/---

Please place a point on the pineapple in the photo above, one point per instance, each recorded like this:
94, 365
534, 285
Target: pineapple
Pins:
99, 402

\---

## Work to complete
The answer should be the complete set of records, printed exactly.

## Exercise output
Please place a point on the pineapple in the photo above, one point per instance, each recorded like this:
94, 365
534, 285
Target: pineapple
Pins:
99, 402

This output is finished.